• **DATA ENTRIES**

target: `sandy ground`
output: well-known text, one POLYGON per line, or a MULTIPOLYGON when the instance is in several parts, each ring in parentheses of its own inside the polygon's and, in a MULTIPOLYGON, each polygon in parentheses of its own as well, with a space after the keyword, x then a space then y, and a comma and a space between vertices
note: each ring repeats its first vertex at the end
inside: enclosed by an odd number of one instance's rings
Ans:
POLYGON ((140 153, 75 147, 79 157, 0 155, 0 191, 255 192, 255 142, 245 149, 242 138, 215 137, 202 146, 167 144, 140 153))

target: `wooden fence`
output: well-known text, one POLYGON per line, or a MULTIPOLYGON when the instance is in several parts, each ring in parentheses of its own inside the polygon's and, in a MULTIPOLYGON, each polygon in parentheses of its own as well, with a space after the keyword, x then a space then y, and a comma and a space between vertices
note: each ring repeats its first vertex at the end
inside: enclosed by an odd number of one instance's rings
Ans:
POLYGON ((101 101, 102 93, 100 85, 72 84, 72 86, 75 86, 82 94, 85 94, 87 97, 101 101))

• **EXERCISE OBJECTIVE**
Find each line of the data above that contains the string "target" and copy those lines out in full.

• **EXERCISE SOLUTION**
target: `sandy ground`
target: `wooden fence`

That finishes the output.